Given task: Pull out each line of the listing that contains the word "open".

----

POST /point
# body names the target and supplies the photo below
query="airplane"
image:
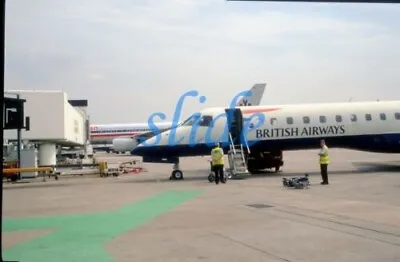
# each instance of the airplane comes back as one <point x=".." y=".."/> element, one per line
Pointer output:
<point x="266" y="131"/>
<point x="125" y="137"/>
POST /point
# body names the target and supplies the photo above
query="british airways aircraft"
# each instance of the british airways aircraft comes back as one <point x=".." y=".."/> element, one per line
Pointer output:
<point x="125" y="137"/>
<point x="269" y="130"/>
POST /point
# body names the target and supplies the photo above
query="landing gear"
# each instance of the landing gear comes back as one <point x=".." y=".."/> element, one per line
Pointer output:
<point x="176" y="174"/>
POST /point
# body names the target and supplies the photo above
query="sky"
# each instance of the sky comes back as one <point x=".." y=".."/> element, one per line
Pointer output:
<point x="134" y="58"/>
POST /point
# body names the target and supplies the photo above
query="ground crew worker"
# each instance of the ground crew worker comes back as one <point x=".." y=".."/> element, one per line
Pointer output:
<point x="323" y="162"/>
<point x="217" y="161"/>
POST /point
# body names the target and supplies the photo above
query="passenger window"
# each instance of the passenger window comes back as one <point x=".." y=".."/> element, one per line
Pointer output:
<point x="206" y="121"/>
<point x="306" y="120"/>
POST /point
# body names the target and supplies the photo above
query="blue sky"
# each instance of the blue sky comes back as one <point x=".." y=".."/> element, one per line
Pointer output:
<point x="133" y="58"/>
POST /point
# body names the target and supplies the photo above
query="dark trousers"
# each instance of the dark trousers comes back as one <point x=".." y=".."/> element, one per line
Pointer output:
<point x="219" y="173"/>
<point x="324" y="172"/>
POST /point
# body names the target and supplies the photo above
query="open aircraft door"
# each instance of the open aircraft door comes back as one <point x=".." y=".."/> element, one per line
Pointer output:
<point x="235" y="124"/>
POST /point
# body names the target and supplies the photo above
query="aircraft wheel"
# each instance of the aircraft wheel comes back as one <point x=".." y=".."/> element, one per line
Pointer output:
<point x="177" y="175"/>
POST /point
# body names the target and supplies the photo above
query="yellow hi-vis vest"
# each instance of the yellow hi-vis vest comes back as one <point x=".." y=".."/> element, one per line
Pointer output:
<point x="217" y="156"/>
<point x="324" y="158"/>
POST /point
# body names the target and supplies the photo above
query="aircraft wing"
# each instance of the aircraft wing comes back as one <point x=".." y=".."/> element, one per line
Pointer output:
<point x="257" y="92"/>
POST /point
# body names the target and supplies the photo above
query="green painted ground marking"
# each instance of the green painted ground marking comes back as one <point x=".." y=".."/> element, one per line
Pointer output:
<point x="82" y="237"/>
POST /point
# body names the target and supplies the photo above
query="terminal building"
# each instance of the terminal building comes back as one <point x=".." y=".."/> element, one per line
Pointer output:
<point x="55" y="121"/>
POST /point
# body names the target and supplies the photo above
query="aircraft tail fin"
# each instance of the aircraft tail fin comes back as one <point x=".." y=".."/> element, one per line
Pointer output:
<point x="257" y="92"/>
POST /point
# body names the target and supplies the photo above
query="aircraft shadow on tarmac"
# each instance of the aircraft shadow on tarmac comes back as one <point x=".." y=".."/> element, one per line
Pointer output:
<point x="201" y="175"/>
<point x="360" y="168"/>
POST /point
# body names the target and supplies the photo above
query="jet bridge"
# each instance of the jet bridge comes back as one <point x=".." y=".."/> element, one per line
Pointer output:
<point x="53" y="121"/>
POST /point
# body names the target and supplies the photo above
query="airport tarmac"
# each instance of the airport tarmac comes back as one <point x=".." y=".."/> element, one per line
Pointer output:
<point x="146" y="217"/>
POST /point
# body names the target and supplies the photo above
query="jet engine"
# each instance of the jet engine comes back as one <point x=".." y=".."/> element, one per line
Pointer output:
<point x="124" y="144"/>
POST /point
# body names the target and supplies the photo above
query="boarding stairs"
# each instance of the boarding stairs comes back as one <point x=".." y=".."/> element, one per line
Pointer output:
<point x="237" y="159"/>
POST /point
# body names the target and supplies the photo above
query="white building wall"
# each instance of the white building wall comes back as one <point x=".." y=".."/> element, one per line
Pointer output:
<point x="74" y="124"/>
<point x="52" y="118"/>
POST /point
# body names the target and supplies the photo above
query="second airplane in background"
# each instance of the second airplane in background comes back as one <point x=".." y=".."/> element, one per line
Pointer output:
<point x="125" y="137"/>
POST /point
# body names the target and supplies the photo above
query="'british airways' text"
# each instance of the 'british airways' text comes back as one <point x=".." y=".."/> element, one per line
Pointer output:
<point x="295" y="131"/>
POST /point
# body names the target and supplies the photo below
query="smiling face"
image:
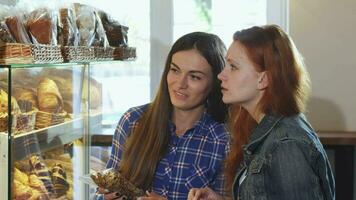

----

Solution for this task:
query="open aircraft door"
# each instance of the open aircraft door comes back as one <point x=".." y=".."/> element, one per line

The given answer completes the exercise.